> [EXERCISE 1]
In the forum thread, what did the quad shop put on the clutch free of charge?
> [EXERCISE 2]
Copy the forum thread from "Yeah, we definitely" up to and including "place of my 6's.".

> [PASSAGE PROVIDED]
Hope you feel better Brandon, one way or the other. Would be good to see y'all make it out there as well though.


----------



## jrpro130 (May 10, 2009)

Yea man feel better. Come out and ride hang out like good ole times. I'm gettin very excited. 

Here's the back side of the primary 




























And from what I've read this is not the first time this happened!

But on a good note, Tammi at QSC took care of me. Should have my clutch by Friday. I overnighted it to them which hurt the wallet!


Should be wrenching instead of using TapaTalk


----------



## JPs300 (Mar 23, 2011)

NDA shipping is gettin flat crazy. Feel like you have to pay the jet fuel by yourself!


----------



## kygreen (Oct 15, 2011)

Wow i have never seen that before on a clutch what mods you have , just whats in your signauture? Prob just a fluke product


----------



## jrpro130 (May 10, 2009)

Yea nothing crazy. Just qsc primary STM secondary 6" CATVOS and 29.5 ol2 muzzy and digituner. 


JP I think we are going to go Friday night and camp in line. It's so much easier for us to do that then wake up super early and drive up sat am. 


Should be wrenching instead of using TapaTalk


----------



## JPs300 (Mar 23, 2011)

That makes sense. We're thinking up @ 6 & there by 7-7:30 ish(I'll be loaded Fri, but have to pick up Robert/load his stuff & make a stop by a gas station). 

Debating doing an evening/night ride around our place Friday before hand, if that works out & you're interested y'all are more than welcome to stay at our place.


----------



## jrpro130 (May 10, 2009)

Ok awesome let me know. I don't know if we will be ready in time for a night ride but keep me posted!!! We are going to camp in the woods on the right. First right all the way back 


Should be wrenching instead of using TapaTalk


----------



## JPs300 (Mar 23, 2011)

Yeah, the "family area" - good area to camp but hard to find space in there on normal weekends. - I think we'll probably try to get into Palmetto Hammock, the first wooded area on the left.


----------



## jrpro130 (May 10, 2009)

Ok cool, we will def meet up, we need to get together this time before we are all tatered up! I am going to try to be good about the go-pro and pictures....usually I don't take enough.

BTW Quad shop hooked it up bigtime...they put a heavy duty sheave on there (free of charge). 

Cause is unknown, but basically 1000cc's plus a heavy thumb and prob a defect.

Now this shouldn't happen...


----------



## JPs300 (Mar 23, 2011)

Yeah, we definitely need to all roll out together. 

Good deal on the clutch. 

I think we're gonna skip riding Friday evenin/night, I may thrash some & try to finish-up/install my 8" tubes in place of my 6's.


----------



## jrpro130 (May 10, 2009)

Ok cool ! Our plan is to roll up there late fri night and just drink in line and camp in line until they open up. We usually do that on Thursday night for weekend events. I just idle the truck at night...

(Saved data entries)
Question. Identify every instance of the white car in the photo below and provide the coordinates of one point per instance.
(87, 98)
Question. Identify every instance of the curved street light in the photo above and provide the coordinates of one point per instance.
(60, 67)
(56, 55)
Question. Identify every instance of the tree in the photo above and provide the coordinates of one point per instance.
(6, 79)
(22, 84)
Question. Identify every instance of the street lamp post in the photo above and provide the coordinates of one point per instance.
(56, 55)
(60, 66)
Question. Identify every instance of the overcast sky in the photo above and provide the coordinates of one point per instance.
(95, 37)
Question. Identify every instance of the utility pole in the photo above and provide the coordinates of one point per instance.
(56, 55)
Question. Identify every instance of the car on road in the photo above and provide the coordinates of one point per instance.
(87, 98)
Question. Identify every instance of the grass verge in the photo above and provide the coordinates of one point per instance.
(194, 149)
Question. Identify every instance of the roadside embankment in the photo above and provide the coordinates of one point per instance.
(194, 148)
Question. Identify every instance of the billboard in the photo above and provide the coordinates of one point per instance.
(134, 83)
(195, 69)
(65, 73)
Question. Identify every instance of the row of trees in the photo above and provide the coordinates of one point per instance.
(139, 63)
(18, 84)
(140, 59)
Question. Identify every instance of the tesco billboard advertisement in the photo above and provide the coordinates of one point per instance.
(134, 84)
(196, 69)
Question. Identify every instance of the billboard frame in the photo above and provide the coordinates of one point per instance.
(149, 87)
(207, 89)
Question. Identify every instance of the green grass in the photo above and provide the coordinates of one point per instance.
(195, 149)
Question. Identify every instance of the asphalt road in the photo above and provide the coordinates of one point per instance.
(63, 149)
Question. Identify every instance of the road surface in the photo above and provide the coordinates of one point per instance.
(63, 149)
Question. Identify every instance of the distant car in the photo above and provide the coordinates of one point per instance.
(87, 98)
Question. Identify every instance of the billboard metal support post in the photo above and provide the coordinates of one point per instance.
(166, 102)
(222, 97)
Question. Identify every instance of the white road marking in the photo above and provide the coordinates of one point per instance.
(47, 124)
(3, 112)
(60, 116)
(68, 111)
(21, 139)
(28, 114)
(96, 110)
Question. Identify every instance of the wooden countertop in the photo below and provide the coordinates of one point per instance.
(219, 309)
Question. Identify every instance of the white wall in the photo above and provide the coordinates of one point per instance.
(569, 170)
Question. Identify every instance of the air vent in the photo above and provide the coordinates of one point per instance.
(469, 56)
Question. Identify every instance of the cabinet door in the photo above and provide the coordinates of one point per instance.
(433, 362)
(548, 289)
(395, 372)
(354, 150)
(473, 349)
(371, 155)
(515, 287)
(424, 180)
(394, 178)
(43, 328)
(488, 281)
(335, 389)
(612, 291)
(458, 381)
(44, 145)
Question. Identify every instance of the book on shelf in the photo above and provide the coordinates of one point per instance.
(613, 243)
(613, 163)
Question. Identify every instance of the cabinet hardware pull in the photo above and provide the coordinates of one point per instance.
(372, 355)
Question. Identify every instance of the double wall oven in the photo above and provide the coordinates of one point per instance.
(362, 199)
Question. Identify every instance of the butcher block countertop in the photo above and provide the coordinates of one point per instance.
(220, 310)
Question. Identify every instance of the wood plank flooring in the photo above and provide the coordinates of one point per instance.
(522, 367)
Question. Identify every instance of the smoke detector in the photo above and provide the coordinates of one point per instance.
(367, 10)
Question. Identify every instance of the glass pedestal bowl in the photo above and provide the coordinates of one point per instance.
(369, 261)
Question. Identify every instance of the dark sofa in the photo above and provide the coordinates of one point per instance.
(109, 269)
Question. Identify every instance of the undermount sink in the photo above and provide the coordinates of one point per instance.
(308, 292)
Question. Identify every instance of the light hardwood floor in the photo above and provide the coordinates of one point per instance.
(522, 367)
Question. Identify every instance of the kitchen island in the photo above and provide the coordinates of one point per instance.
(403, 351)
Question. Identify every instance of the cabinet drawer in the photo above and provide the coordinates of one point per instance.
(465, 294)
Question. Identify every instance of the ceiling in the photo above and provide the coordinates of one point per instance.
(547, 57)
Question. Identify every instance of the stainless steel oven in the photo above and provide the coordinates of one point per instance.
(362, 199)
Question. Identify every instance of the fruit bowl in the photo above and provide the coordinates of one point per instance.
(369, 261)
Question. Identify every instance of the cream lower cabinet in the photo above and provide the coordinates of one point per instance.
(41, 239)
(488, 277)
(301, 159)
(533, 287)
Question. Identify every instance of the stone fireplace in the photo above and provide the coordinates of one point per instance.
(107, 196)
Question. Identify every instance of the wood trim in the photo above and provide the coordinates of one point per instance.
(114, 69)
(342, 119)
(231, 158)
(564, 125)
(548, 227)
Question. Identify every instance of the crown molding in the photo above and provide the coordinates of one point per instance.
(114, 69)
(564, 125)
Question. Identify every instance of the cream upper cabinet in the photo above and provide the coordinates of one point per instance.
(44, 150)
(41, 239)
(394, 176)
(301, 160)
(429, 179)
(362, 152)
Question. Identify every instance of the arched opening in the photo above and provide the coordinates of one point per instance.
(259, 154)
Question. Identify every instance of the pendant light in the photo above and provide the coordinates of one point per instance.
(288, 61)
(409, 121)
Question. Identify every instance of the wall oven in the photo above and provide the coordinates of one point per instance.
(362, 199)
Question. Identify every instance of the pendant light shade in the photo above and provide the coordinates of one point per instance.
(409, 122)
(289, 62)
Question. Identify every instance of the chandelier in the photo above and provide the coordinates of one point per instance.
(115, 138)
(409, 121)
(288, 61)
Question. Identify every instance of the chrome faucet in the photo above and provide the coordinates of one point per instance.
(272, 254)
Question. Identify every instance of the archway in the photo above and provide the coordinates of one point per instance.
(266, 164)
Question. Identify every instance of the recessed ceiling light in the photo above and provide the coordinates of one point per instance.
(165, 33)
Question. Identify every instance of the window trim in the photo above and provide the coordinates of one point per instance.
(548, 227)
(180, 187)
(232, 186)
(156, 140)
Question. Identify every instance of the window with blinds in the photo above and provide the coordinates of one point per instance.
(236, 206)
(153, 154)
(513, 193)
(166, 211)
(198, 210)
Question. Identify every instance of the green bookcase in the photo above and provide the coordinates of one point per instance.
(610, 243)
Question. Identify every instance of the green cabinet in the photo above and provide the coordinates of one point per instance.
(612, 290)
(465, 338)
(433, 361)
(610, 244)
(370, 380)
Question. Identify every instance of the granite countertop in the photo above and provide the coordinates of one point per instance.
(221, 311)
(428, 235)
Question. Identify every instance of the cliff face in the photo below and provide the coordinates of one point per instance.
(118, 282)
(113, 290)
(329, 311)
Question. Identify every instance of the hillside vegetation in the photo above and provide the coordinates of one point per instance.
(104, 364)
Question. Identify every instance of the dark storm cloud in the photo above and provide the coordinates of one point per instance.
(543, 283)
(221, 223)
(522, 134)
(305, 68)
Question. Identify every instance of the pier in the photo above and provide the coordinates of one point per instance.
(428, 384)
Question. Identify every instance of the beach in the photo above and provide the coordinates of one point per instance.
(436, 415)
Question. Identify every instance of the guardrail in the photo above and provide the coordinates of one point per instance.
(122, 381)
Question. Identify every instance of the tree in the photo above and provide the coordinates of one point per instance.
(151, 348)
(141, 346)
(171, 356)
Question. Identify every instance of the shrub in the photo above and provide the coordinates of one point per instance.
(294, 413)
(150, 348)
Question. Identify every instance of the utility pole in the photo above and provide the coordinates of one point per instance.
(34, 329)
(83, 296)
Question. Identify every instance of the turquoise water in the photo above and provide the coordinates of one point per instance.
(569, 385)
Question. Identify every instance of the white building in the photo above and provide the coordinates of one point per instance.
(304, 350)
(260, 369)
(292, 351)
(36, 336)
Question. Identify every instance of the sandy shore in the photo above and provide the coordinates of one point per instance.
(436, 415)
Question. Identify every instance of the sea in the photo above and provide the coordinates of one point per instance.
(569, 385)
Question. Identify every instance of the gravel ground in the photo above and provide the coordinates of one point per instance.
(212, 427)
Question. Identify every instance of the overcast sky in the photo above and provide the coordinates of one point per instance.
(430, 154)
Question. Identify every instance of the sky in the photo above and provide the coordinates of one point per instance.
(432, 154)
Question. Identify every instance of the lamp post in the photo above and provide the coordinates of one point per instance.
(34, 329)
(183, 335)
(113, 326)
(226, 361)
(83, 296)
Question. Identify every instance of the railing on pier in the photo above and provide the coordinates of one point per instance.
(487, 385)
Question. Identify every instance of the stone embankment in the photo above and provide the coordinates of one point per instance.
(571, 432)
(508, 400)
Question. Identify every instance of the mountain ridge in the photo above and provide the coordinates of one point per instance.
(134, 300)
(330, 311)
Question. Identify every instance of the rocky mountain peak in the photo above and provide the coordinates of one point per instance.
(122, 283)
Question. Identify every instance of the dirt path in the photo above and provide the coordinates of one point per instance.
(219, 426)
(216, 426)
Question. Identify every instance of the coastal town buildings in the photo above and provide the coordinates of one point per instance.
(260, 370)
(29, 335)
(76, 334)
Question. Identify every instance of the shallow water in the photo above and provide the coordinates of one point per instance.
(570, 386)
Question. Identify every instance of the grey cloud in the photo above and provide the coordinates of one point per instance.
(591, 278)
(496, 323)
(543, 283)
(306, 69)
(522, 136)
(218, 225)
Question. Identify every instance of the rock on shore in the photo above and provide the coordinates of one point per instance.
--
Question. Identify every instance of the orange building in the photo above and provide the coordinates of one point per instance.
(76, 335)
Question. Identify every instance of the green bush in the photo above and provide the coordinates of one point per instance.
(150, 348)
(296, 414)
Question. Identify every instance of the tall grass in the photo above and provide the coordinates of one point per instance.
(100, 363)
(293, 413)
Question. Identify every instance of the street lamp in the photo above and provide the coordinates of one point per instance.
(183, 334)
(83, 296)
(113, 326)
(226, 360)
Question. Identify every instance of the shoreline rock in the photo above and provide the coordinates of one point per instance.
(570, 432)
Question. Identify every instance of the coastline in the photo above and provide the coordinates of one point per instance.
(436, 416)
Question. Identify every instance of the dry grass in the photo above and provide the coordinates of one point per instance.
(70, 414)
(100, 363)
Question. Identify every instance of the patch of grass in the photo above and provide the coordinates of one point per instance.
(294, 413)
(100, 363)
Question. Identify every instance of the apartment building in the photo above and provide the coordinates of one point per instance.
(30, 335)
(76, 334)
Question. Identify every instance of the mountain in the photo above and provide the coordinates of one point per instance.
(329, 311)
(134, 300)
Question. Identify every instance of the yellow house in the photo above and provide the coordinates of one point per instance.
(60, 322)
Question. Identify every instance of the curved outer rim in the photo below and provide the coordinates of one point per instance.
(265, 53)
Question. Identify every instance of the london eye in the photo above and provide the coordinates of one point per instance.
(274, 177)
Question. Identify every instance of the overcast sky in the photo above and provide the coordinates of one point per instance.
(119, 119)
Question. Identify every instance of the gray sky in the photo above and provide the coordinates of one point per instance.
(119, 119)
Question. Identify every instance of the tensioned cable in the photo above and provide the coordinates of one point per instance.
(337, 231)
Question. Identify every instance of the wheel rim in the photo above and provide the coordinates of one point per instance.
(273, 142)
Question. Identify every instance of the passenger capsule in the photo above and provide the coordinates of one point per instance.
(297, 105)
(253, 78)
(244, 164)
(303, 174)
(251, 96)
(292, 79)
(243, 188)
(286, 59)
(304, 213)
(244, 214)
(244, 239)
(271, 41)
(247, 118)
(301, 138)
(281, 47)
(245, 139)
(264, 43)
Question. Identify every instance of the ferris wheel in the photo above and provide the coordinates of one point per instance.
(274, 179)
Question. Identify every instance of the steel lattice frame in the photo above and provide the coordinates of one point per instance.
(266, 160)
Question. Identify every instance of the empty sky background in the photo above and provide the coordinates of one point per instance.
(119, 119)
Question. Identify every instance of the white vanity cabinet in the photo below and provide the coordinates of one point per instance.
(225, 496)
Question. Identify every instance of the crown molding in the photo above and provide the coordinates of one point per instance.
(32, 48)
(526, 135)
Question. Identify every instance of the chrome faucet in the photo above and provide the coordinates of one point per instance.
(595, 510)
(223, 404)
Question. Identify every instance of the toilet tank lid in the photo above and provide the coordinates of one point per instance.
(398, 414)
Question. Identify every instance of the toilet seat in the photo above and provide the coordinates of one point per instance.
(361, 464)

> [WRITTEN SOLUTION 1]
A heavy duty sheave.

> [WRITTEN SOLUTION 2]
Yeah, we definitely need to all roll out together. 

Good deal on the clutch. 

I think we're gonna skip riding Friday evenin/night, I may thrash some & try to finish-up/install my 8" tubes in place of my 6's.